Detection annotation records:

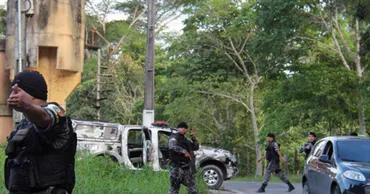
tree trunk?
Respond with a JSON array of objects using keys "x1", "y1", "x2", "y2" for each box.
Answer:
[
  {"x1": 357, "y1": 92, "x2": 366, "y2": 135},
  {"x1": 249, "y1": 83, "x2": 262, "y2": 176},
  {"x1": 355, "y1": 19, "x2": 366, "y2": 135}
]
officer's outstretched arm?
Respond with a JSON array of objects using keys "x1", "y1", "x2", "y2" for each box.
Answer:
[
  {"x1": 22, "y1": 104, "x2": 52, "y2": 129},
  {"x1": 168, "y1": 137, "x2": 187, "y2": 154},
  {"x1": 191, "y1": 136, "x2": 199, "y2": 150}
]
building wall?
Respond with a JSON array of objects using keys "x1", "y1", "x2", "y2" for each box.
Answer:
[
  {"x1": 0, "y1": 40, "x2": 13, "y2": 143},
  {"x1": 0, "y1": 0, "x2": 85, "y2": 142}
]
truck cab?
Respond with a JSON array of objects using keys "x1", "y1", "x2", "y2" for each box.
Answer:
[{"x1": 72, "y1": 120, "x2": 239, "y2": 189}]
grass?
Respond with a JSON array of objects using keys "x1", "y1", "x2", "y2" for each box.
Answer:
[
  {"x1": 233, "y1": 174, "x2": 302, "y2": 183},
  {"x1": 0, "y1": 148, "x2": 208, "y2": 194}
]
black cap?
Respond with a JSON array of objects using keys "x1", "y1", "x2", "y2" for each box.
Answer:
[
  {"x1": 177, "y1": 122, "x2": 188, "y2": 129},
  {"x1": 308, "y1": 132, "x2": 316, "y2": 137},
  {"x1": 266, "y1": 133, "x2": 275, "y2": 139},
  {"x1": 12, "y1": 70, "x2": 48, "y2": 101}
]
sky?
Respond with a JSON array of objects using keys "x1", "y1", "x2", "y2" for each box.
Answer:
[{"x1": 0, "y1": 0, "x2": 184, "y2": 32}]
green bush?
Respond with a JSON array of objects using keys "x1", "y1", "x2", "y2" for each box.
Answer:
[{"x1": 0, "y1": 148, "x2": 208, "y2": 194}]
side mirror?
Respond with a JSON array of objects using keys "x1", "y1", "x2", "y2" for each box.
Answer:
[{"x1": 319, "y1": 155, "x2": 331, "y2": 163}]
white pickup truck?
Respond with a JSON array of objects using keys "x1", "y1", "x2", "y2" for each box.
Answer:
[{"x1": 72, "y1": 120, "x2": 239, "y2": 189}]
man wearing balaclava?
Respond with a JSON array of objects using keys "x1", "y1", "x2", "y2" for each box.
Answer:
[
  {"x1": 168, "y1": 122, "x2": 199, "y2": 194},
  {"x1": 5, "y1": 70, "x2": 77, "y2": 194}
]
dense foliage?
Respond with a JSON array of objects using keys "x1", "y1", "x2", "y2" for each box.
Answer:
[{"x1": 68, "y1": 0, "x2": 370, "y2": 175}]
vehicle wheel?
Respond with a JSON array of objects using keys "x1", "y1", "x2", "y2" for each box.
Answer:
[
  {"x1": 302, "y1": 181, "x2": 311, "y2": 194},
  {"x1": 202, "y1": 165, "x2": 224, "y2": 189},
  {"x1": 331, "y1": 185, "x2": 342, "y2": 194}
]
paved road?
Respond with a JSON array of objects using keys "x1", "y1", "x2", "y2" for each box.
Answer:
[{"x1": 223, "y1": 181, "x2": 302, "y2": 194}]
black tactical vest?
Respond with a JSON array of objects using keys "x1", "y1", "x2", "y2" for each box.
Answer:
[
  {"x1": 5, "y1": 117, "x2": 77, "y2": 193},
  {"x1": 266, "y1": 141, "x2": 279, "y2": 162},
  {"x1": 170, "y1": 133, "x2": 192, "y2": 164}
]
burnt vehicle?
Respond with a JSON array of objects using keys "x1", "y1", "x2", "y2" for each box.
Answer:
[
  {"x1": 302, "y1": 136, "x2": 370, "y2": 194},
  {"x1": 72, "y1": 120, "x2": 238, "y2": 189}
]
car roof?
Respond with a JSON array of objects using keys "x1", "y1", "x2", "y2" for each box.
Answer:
[
  {"x1": 72, "y1": 119, "x2": 177, "y2": 132},
  {"x1": 321, "y1": 136, "x2": 370, "y2": 142}
]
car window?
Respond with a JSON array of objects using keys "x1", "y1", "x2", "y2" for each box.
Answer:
[
  {"x1": 322, "y1": 141, "x2": 333, "y2": 160},
  {"x1": 75, "y1": 124, "x2": 104, "y2": 139},
  {"x1": 158, "y1": 131, "x2": 171, "y2": 147},
  {"x1": 104, "y1": 126, "x2": 118, "y2": 140},
  {"x1": 337, "y1": 139, "x2": 370, "y2": 163},
  {"x1": 75, "y1": 124, "x2": 118, "y2": 140},
  {"x1": 127, "y1": 129, "x2": 143, "y2": 145},
  {"x1": 312, "y1": 141, "x2": 326, "y2": 157}
]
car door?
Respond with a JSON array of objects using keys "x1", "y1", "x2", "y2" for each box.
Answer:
[
  {"x1": 316, "y1": 141, "x2": 336, "y2": 194},
  {"x1": 307, "y1": 140, "x2": 326, "y2": 193},
  {"x1": 141, "y1": 126, "x2": 153, "y2": 165}
]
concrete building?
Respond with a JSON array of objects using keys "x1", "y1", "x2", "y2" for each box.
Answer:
[{"x1": 0, "y1": 0, "x2": 85, "y2": 142}]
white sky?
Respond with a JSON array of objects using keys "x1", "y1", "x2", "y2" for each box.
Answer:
[{"x1": 0, "y1": 0, "x2": 185, "y2": 32}]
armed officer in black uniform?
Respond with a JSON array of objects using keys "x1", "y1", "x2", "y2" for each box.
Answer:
[
  {"x1": 299, "y1": 132, "x2": 316, "y2": 159},
  {"x1": 168, "y1": 122, "x2": 199, "y2": 194},
  {"x1": 5, "y1": 70, "x2": 77, "y2": 194},
  {"x1": 257, "y1": 133, "x2": 295, "y2": 193}
]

* [What is needed]: Collect every line of the material above that contains the string "black", matching case exactly, and copy each one out.

* [Result]:
black cap?
black tactical vest?
armed officer in black uniform?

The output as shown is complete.